> **Object point labels**:
+++

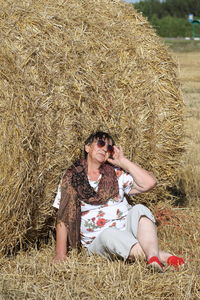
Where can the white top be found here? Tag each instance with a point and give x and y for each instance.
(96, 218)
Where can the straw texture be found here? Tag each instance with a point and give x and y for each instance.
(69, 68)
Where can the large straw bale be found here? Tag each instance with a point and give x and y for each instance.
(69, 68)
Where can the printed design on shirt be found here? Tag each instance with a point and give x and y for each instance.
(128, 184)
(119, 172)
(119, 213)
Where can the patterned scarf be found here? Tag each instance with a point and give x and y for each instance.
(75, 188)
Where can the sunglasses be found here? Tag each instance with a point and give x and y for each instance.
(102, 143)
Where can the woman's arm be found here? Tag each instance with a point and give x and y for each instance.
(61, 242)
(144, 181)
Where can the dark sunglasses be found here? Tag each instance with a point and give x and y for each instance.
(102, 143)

+++

> **GOAL OF THE EXERCISE**:
Rewrite every line of the items above as a JSON list of strings, one string per line, skipping blank lines and leaving out the pictures.

> **TASK RESPONSE**:
[
  "Where can the white top be found here? Tag each instance with a point and give x and y for each instance.",
  "(96, 218)",
  "Where can the straw texture be found here? Tag each instance with a point and give x and y for each instance.",
  "(69, 68)",
  "Where can the large straw bale be found here? Tag each instance with a point and give x and y for each instance.",
  "(69, 68)",
  "Where can the printed design on shirt be found here? Tag each instance with a point and give x and y for each instance.",
  "(128, 184)",
  "(119, 172)",
  "(119, 213)",
  "Where can the patterned scarf be found here? Tag each instance with a point and give x and y for each instance.",
  "(75, 188)",
  "Where can the sunglasses be found here? Tag each instance with a point and give x and y for each instance.",
  "(102, 143)",
  "Where can the woman's arm be found here? Tag each instance with a point and give x and y for each instance.",
  "(61, 242)",
  "(144, 181)",
  "Where can the dark sunglasses be found here? Tag each instance with a point and give x and y for each instance.",
  "(102, 143)"
]